# [Задание 1]
Посчитайте строки данных ниже, в которых встречается слово «tire», с учетом регистра. В ответе дайте только число.

# [Текст страницы]

▼▼▼

Роза признает, что, раз она стала продавщицей, ей следовало приукрашивать себя, кокетничать, хитрить, чтобы удержать Робера: в мире чистогана, где за все надо платить наличными, не всякий может позволить себе роскошь оставаться самим собой. Она, следовательно, тоже в какой-то мере смотрит на себя как на второсортный товар, который нужно сделать привлекательным, заманчивым для покупателя, если хочешь его сбыть. Она, хотя и слишком поздно, интуитивно постигает эту пошлую истину во время последнего объяснения с Робером, еще до того, как формулирует ее. И когда она словечком «сегодня» пытается отвести удар: «Я сразу почувствовала, что ты меня сегодня не любишь... Но завтра я буду совсем другая», когда она лукавым голоском добавляет: «Ведь я же была не такая в тот вечер. Помнишь?», когда она прибегает к самому вескому, как ей кажется, аргументу: «Ведь ты знаешь, я не бесприданница. Да, да, у меня очень хорошее приданое — мне отдают Леоньян, и мама и братья согласны», когда, наконец, поняв, что счастье рухнуло, что ей нечем заплатить за него, она, как нищенка, молит о подаянии,— перед нами действительно другая Роза, которая до времени жила в дальнем тайнике души чистой и непосредственной девушки, отравленная тем же ядом, что и Робер.

▲▲▲

# [Данные для обработки]
▼▼▼

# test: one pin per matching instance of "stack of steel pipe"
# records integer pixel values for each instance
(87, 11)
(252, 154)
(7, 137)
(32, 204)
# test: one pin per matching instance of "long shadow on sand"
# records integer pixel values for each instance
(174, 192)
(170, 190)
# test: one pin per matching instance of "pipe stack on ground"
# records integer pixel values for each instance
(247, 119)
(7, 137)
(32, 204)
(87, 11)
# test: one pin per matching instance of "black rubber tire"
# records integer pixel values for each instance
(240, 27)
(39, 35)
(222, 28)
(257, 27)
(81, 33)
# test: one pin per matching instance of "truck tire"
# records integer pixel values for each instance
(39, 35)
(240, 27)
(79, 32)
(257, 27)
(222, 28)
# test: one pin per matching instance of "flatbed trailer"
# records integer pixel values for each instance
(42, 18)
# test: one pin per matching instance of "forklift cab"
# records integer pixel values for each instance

▲▲▲

# [Задание 2]
Перечислите по тексту страницы выше все действия, которые, как признает Роза, ей следовало совершать, чтобы удержать Робера.

# [Ответ 1]
2

# [Ответ 2]
Приукрашивать себя, кокетничать, хитрить.